--- Check your understanding ---
1. According to the passage on the nutritional medicine approach, what fueled the writer's wish to study nutrition?
2. Carry on the passage on the nutritional medicine approach, beginning after its final sentence.
[Opening Source passage section]
The Nutritional Medicine Approach: is it for me?
When I first started my nutrition studies, I must admit that I literally had no idea what being a nutritionist was all about let alone that nutritional medicine even existed. I’d always believed in eating #wholefood s, cooking from scratch and limiting processed foods, and adopting a more sustainable and natural lifestyle; it just made sense to me. My wish to study nutrition was fuelled by curiosity really and the desire to optimise my family’s health both now and in the future. I was interested in understanding more deeply the way nutrients affected our body systems and functions. I thought I would end up helping people lose weight by changing their food choices or assisting a newly-diagnosed Coeliac find foods they could safely eat. But during the three years of my nutrition studies, I realised that there was so much more to being a nutritionist and utilising a nutritional medicine approach.

What is nutritional medicine?
Have you really ever stopped to consider how amazing the human body is?
Nutritional medicine practitioners believe that one such aptitude is the innate ability to heal itself, restore balance and overcome illness.
[Closing Source passage section]
[Opening Extracted information section]
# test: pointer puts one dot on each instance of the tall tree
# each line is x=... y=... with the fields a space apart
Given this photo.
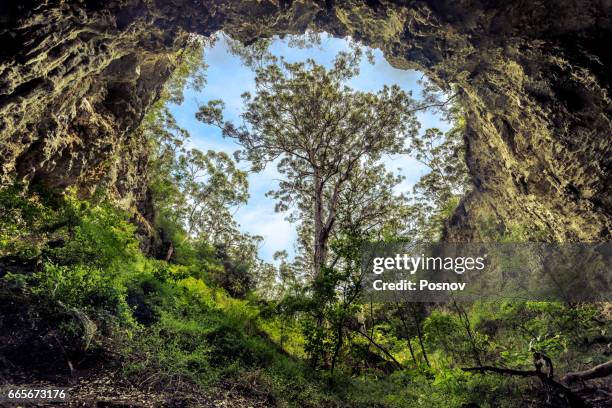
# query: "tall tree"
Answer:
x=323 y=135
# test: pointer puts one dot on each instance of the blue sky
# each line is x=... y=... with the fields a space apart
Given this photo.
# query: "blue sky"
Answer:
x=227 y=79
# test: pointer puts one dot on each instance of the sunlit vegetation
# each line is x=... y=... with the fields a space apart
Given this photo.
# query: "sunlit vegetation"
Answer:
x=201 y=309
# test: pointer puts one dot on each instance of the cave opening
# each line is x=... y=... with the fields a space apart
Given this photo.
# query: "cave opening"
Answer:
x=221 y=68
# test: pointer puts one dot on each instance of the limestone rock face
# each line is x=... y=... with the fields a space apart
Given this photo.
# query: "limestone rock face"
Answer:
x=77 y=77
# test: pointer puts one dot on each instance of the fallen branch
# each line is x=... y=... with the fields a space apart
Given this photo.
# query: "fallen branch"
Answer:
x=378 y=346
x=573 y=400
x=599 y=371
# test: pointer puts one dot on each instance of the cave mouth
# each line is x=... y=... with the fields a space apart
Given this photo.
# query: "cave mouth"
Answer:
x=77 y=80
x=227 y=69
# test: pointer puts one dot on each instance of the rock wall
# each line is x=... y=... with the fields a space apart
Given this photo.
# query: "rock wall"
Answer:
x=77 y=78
[Closing Extracted information section]
--- List of answers ---
1. Curiosity and the desire to optimise the writer's family's health both now and in the future.

2.
“Let food be thy medicine and medicine be thy food,” Hippocrates.
Based upon the concept that food is the original ancient medicine, today’s nutritional medicine practitioners have the benefit of science to help understand and explain how nutrients and food components are used within the body. The balance of these nutrients, including vitamins, minerals, proteins, fats, oxygen and helpful microbes is key to the optimal functioning of all biochemical pathways and processes within our bodies. Nutritional medicine practitioners seek to remove barriers to this innate ability to heal. These barriers may be partly genetic; however, dietary and environmental factors are often tangled up as well.